▶ Exercise:
From the line containing "Target: steep cliff edge" down to the final line of the entries below, restate each line word for word and add nothing.
*** Entries supplied Section Begins ***
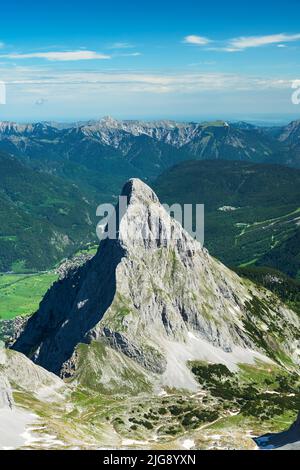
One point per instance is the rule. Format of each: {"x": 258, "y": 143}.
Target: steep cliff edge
{"x": 155, "y": 296}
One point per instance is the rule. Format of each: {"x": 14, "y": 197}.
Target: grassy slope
{"x": 20, "y": 294}
{"x": 42, "y": 218}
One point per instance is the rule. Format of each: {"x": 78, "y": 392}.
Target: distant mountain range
{"x": 86, "y": 163}
{"x": 158, "y": 344}
{"x": 147, "y": 148}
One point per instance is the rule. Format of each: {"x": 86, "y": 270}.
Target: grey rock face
{"x": 156, "y": 295}
{"x": 6, "y": 398}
*** Entries supplied Section Ends ***
▶ Task result:
Target: steep cliff edge
{"x": 155, "y": 296}
One point per instance is the rule. Format of each: {"x": 14, "y": 197}.
Target: grassy slope
{"x": 20, "y": 294}
{"x": 42, "y": 218}
One point per instance is the rule. Format of each: {"x": 78, "y": 392}.
Target: distant mountain range
{"x": 86, "y": 163}
{"x": 158, "y": 344}
{"x": 147, "y": 148}
One point per instance is the rule. Format of each: {"x": 86, "y": 270}.
Target: grey rock face
{"x": 156, "y": 295}
{"x": 6, "y": 398}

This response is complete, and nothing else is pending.